Task requirements: Copy the lines below that contain "query".

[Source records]
+-------+
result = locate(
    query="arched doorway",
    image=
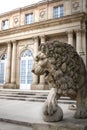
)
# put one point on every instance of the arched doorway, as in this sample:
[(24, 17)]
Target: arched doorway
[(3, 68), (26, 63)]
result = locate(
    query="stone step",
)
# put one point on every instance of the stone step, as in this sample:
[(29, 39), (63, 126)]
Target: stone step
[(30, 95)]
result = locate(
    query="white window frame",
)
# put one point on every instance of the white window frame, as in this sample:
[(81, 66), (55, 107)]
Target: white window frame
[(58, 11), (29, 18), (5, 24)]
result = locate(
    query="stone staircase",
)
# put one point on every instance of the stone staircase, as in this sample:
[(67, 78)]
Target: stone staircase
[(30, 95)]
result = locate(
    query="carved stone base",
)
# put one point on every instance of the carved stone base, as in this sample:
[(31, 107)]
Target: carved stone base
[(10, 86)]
+-------+
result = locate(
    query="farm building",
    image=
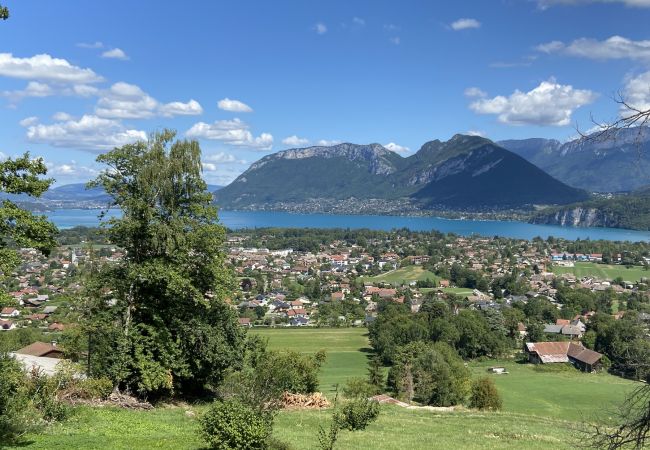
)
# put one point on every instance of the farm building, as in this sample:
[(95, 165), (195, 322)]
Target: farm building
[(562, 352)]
+-------+
Result for this exercise:
    query="arched doorway",
    query="stone step",
    query="white window frame",
    query="stone staircase",
    query="carved stone base",
    query="farm building",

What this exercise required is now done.